▶ TRECHO DO TEXTO:

====

Em seu livro "Pour un Catastrophisme Eclairé"
(por um catastrofismo esclarecido), Jean-Pierre Dupuy propõe que se reconheça a
inevitabilidade da catástrofe, para que possamos evitá-la. Mas, além do fato de
que o sentimento da inevitabilidade pode levar à passividade, Dupuy faz uma
identificação excessiva entre provável e inevitável. O provável é aquilo que, a
um observador num tempo e num lugar dados, dispondo das informações mais
confiáveis, parece ser o processo futuro. E, de fato, todos os processos atuais
conduzem à catástrofe. Mas o improvável nem por isso deixa de ser possível, e a
história passada já nos mostrou que o improvável pode tomar o lugar do provável,
como foi o caso no final de 1941 e início de 1942, quando a provável longa dominação
do império hitleriano sobre a Europa se tornou improvável, dando lugar a uma provável
vitória aliada. De fato, todas as grandes inovações da história romperam com as
probabilidades: foi o caso da mensagem de Jesus e Paulo, daquela de Muhammad,
do desenvolvimento do capitalismo e, mais tarde, do surgimento do socialismo.
Assim, a porta permanece
aberta ao improvável, mesmo que o crescimento mundial da barbárie torne isso
inconcebível neste momento.

====

▶ LINHAS DE DADOS:
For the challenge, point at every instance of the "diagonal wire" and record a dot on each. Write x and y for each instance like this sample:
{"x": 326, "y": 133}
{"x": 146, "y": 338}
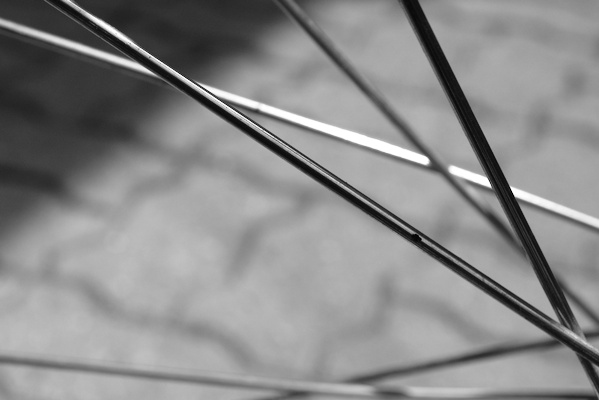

====

▶ TAREFA PROPOSTA: Indique se cada afirmação a seguir está de acordo com o trecho sobre o provável e o improvável, respondendo sim ou não e citando literalmente as palavras do trecho que decidem a questão. (a) Dupuy propõe reconhecer a inevitabilidade da catástrofe para que ela possa ser evitada. (b) O improvável deixa de ser possível. (c) No final de 1941 e início de 1942, a vitória aliada tornou-se improvável.

▶ RESPOSTA AO EXERCÍCIO:
(a) Sim: "propõe que se reconheça a inevitabilidade da catástrofe, para que possamos evitá-la".
(b) Não: "o improvável nem por isso deixa de ser possível".
(c) Não: "a provável longa dominação do império hitleriano sobre a Europa se tornou improvável, dando lugar a uma provável vitória aliada".